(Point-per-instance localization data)
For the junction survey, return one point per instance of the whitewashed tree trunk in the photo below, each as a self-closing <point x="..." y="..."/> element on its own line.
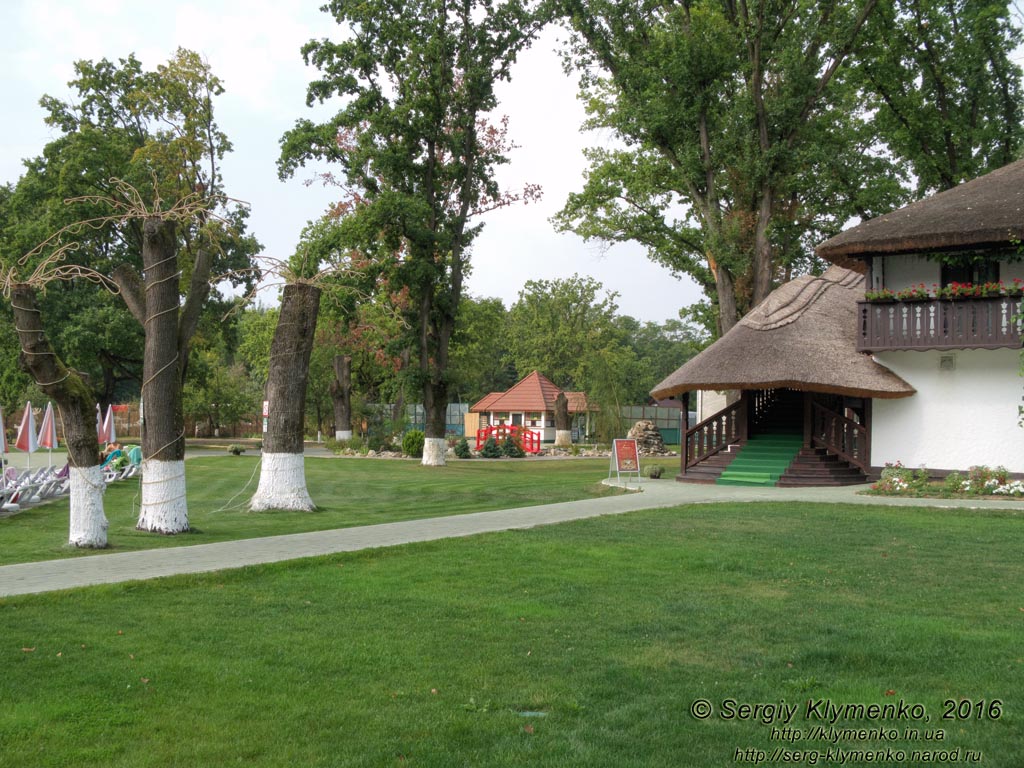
<point x="88" y="523"/>
<point x="165" y="509"/>
<point x="283" y="484"/>
<point x="434" y="450"/>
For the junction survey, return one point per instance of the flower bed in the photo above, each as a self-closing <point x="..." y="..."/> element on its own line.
<point x="979" y="481"/>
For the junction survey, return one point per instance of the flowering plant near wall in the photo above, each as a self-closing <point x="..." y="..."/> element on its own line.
<point x="952" y="291"/>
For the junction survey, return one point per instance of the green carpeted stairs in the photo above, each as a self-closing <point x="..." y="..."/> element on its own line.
<point x="763" y="460"/>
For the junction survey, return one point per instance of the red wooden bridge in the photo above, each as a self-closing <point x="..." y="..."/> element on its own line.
<point x="529" y="439"/>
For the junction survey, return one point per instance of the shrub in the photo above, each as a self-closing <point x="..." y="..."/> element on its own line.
<point x="491" y="450"/>
<point x="512" y="449"/>
<point x="953" y="482"/>
<point x="412" y="443"/>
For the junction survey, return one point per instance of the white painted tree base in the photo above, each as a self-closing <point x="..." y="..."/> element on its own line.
<point x="165" y="509"/>
<point x="282" y="484"/>
<point x="434" y="450"/>
<point x="88" y="522"/>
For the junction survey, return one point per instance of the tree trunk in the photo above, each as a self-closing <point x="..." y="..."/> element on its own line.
<point x="341" y="397"/>
<point x="563" y="430"/>
<point x="283" y="479"/>
<point x="164" y="507"/>
<point x="78" y="414"/>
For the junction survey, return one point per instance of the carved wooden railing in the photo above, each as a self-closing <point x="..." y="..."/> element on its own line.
<point x="939" y="324"/>
<point x="715" y="433"/>
<point x="842" y="436"/>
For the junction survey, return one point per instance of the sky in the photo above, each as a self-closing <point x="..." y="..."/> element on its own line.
<point x="253" y="46"/>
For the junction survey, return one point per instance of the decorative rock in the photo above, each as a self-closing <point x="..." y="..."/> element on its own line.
<point x="648" y="439"/>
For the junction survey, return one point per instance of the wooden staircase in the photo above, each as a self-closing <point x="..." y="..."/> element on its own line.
<point x="737" y="464"/>
<point x="816" y="467"/>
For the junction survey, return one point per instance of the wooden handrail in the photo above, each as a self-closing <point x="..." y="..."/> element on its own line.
<point x="939" y="324"/>
<point x="845" y="437"/>
<point x="715" y="433"/>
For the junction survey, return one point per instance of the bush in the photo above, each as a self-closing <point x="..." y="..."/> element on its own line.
<point x="491" y="450"/>
<point x="512" y="449"/>
<point x="412" y="443"/>
<point x="953" y="482"/>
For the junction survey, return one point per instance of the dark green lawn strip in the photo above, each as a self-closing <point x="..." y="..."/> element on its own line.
<point x="348" y="492"/>
<point x="428" y="654"/>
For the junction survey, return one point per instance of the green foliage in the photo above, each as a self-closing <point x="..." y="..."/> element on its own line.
<point x="491" y="449"/>
<point x="412" y="443"/>
<point x="942" y="86"/>
<point x="521" y="604"/>
<point x="418" y="82"/>
<point x="512" y="449"/>
<point x="462" y="450"/>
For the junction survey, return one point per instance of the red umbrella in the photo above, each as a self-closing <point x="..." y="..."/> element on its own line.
<point x="48" y="433"/>
<point x="27" y="439"/>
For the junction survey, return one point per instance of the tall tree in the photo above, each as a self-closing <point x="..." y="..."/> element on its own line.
<point x="414" y="145"/>
<point x="722" y="107"/>
<point x="943" y="89"/>
<point x="138" y="157"/>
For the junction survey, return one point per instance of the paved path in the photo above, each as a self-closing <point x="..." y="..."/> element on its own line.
<point x="109" y="568"/>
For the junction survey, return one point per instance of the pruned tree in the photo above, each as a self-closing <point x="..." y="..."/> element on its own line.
<point x="131" y="193"/>
<point x="413" y="141"/>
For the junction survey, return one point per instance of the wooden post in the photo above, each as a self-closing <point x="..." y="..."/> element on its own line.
<point x="808" y="417"/>
<point x="683" y="434"/>
<point x="744" y="415"/>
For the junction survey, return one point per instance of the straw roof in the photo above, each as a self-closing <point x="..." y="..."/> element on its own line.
<point x="535" y="392"/>
<point x="803" y="336"/>
<point x="985" y="213"/>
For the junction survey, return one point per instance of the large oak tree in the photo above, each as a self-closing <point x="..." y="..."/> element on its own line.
<point x="417" y="80"/>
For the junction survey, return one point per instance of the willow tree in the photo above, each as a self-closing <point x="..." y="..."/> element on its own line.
<point x="412" y="139"/>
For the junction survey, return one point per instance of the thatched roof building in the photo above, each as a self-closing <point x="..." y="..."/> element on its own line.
<point x="987" y="212"/>
<point x="802" y="337"/>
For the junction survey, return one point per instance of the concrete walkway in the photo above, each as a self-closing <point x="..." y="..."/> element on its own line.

> **WHAT YOU WILL DO**: Repeat only the lines running from the line that contains "of the willow" through the last line above, inclusive.

> **EXERCISE ANSWER**:
For the junction survey, return one point per instance of the willow tree in the photo above, each as a self-closing <point x="..." y="..."/> element on its own line.
<point x="412" y="139"/>
For the junction survey, return one point per instance of the thatched roof building in the photo above, each as a self-closing <point x="..." y="..."/> element on its own line.
<point x="987" y="212"/>
<point x="802" y="337"/>
For the junction survey, return one point per instance of the concrete walkway in the photo above, each as a self-closing <point x="..." y="..."/> element on its own line.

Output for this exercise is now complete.